→ Data under study:
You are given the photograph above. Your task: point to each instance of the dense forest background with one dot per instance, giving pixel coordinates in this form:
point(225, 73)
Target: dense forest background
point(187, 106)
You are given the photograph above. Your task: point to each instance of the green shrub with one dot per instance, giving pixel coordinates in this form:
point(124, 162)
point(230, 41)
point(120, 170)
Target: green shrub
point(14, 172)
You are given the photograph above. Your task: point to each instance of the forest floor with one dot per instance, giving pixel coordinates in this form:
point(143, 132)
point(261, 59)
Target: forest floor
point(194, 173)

→ Assignment:
The full set of data above must come back exactly as written.

→ Solved problem:
You are given the photograph above. Your task: point to each instance of the dense forest background with one dot per instance, giving pixel coordinates in this form:
point(225, 73)
Target: dense forest background
point(187, 106)
You are given the photograph above. Your task: point to each instance of the green shrub with one dot per instance, giving pixel coordinates in this form:
point(124, 162)
point(230, 41)
point(120, 170)
Target: green shrub
point(14, 172)
You are given the photograph above. Your task: point to each instance of the forest floor with one dot per instance, giving pixel coordinates in this form:
point(143, 132)
point(261, 59)
Target: forest floor
point(194, 173)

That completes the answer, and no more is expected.